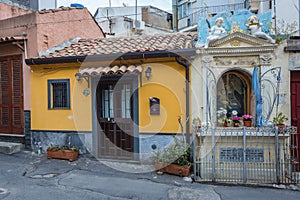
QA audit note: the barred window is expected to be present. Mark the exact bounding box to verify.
[220,147,264,162]
[48,79,70,109]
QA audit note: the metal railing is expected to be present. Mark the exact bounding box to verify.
[178,3,245,29]
[193,127,300,184]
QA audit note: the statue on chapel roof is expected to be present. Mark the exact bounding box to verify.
[204,17,225,48]
[246,15,275,44]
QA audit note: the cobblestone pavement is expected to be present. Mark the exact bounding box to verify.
[0,152,300,200]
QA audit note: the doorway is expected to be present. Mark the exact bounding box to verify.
[96,76,137,160]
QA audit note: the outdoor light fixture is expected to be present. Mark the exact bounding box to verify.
[75,73,82,81]
[82,89,90,96]
[145,66,152,80]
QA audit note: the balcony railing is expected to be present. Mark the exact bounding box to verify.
[178,3,245,30]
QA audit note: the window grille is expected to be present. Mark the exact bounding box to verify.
[220,147,264,162]
[48,79,70,109]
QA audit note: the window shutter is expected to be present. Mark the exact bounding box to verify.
[12,59,23,129]
[0,60,10,128]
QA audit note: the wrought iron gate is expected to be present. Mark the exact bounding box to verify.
[193,127,300,183]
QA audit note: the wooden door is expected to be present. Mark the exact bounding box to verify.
[97,79,134,159]
[291,71,300,171]
[0,56,24,134]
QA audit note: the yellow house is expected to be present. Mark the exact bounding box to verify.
[26,33,197,160]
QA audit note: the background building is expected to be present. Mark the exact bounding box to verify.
[173,0,299,31]
[94,6,172,36]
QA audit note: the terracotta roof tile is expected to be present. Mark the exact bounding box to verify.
[0,36,24,42]
[42,32,197,58]
[77,65,143,76]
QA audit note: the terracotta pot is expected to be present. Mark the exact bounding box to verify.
[276,124,285,133]
[154,162,168,172]
[244,120,252,127]
[223,120,228,127]
[47,150,78,161]
[233,123,240,127]
[160,164,191,176]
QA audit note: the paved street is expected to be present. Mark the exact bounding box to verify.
[0,152,300,200]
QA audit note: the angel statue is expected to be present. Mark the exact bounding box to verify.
[204,17,225,48]
[246,15,275,44]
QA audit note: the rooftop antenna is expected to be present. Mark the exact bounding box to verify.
[100,7,115,35]
[135,0,137,21]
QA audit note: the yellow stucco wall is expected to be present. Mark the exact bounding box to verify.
[31,61,186,133]
[30,67,91,131]
[139,63,186,133]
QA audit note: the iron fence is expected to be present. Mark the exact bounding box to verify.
[193,127,300,184]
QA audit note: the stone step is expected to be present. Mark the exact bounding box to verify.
[0,142,23,154]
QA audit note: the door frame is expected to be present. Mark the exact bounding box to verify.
[90,74,140,160]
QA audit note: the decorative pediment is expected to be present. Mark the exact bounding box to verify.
[209,31,274,48]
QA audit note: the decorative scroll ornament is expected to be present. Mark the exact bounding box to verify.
[228,24,244,35]
[202,56,213,64]
[259,54,272,66]
[215,56,259,66]
[228,24,244,47]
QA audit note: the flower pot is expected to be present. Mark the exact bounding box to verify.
[223,120,228,127]
[233,122,240,127]
[244,120,252,127]
[159,164,191,176]
[47,149,78,161]
[276,124,285,133]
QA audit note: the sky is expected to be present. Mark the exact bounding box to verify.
[57,0,172,15]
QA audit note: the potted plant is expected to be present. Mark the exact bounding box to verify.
[242,114,253,127]
[232,116,241,127]
[273,112,288,131]
[217,107,227,127]
[193,117,201,132]
[152,136,191,176]
[47,145,78,161]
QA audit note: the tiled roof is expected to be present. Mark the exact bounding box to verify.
[38,6,83,14]
[0,36,24,42]
[41,32,197,58]
[77,65,143,76]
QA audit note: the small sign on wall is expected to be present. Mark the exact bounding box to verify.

Objective:
Restate the whole listing above exactly, except for its images.

Written reply:
QA audit note: the barred window is expected to be present. Mark the exact bounding box to verify.
[220,147,264,162]
[48,79,70,109]
QA audit note: the metal railing is expected to be present. Mark the exact bounding box to verify.
[178,3,245,29]
[193,127,300,184]
QA audit note: the statue on chapel roof is expected to be present. Mark the exact bounding box to verify.
[204,17,225,48]
[246,15,275,44]
QA audit note: the cobblestone pavement is expected to be present. Mark the exact bounding box to verify.
[0,152,300,200]
QA audit note: the doorway is expected to be present. Mark the exact bounding box to verify.
[96,76,137,160]
QA audit note: the outdoor light fixture is expected to be present. Mark the exact bounding box to verify.
[75,73,82,81]
[82,89,90,96]
[145,66,152,80]
QA audit note: the balcony railing is expected to be present. Mark the exact bounding box to verify.
[178,3,245,30]
QA audit note: the window grille is expected to be present. Mark the exact bounding box to verify.
[220,147,264,162]
[48,79,70,109]
QA audit note: the window shutter is expected to be present. Mark the exact bounding box to verify.
[12,59,23,129]
[0,60,10,128]
QA audit note: the wrought iron gate is expected to be present. Mark the exact bounding box to verify.
[193,127,300,183]
QA audit note: the wooden door is expected to be present. Mark the exact bounding box to verify.
[97,79,134,159]
[291,71,300,171]
[0,56,24,134]
QA audit note: the yellow house is expected to be present. Mark the exact bounding box to verify.
[26,33,197,160]
QA audit note: the background building is expected to be present. Mark the exact bounding box to verify.
[173,0,299,31]
[94,6,172,36]
QA audit note: the terracotta roof tile is expected to be present. Mark the exact bounding box to verify.
[0,36,24,42]
[42,32,197,58]
[77,65,143,76]
QA audit note: the terracotta pot is expected to be present. Mark the exact bounding box to verify.
[276,124,285,133]
[154,162,168,172]
[244,120,252,127]
[223,120,228,127]
[47,150,78,161]
[233,123,240,127]
[160,164,191,176]
QA audit note: the paved street is expected to be present. Mark the exact bounding box to verify.
[0,152,300,200]
QA audit note: the angel statue is expected to be present. Mark the exact bounding box to verify.
[204,17,225,48]
[246,15,275,44]
QA audit note: the rooftop antenna is expected to be present. Mark the exact bounding box to verify.
[100,7,115,35]
[135,0,137,21]
QA audit note: the yellow stucco wall is expected to be present. Mark the exact bounding box to verify.
[31,61,186,133]
[30,67,91,131]
[139,63,186,133]
QA audit note: the iron fence is expected to be present. Mark the exact bounding box to verify.
[193,127,300,184]
QA audit note: the stone step is expected to be present. Mark the exact bounding box to verify.
[0,142,23,154]
QA audit note: the door frame is expected to be present. Mark the exact bounding box to verify.
[90,74,140,160]
QA audit note: the decorative pediment is expected to be present. Mark the exact bounding box to verify.
[209,31,274,48]
QA audit note: the decorative scroll ornament is expected to be present. Mark the exact bounding box to verify.
[228,24,244,35]
[202,56,213,64]
[259,54,272,66]
[215,56,259,66]
[228,24,244,47]
QA audit note: the flower pot is expected to be present. Mark the exact bounding box to verify.
[223,120,228,127]
[233,122,240,127]
[244,120,252,127]
[159,164,191,176]
[47,149,78,161]
[276,124,285,133]
QA audit note: the sky is expected to be present. Mark the exact bounding box to verify.
[57,0,172,15]
QA audit note: the potted plant is expected to be present. Mark the exact bounding box to verify.
[242,114,253,127]
[232,116,241,127]
[273,112,288,131]
[217,107,227,127]
[193,117,201,132]
[152,136,191,176]
[47,145,78,161]
QA audit note: the tiled roof is expected to be present. Mark the exact bounding box to verify.
[38,6,83,14]
[0,36,24,42]
[41,32,197,58]
[77,65,143,76]
QA audit note: the small sign on wall is expected to be present. Mark the exact bounding box to verify.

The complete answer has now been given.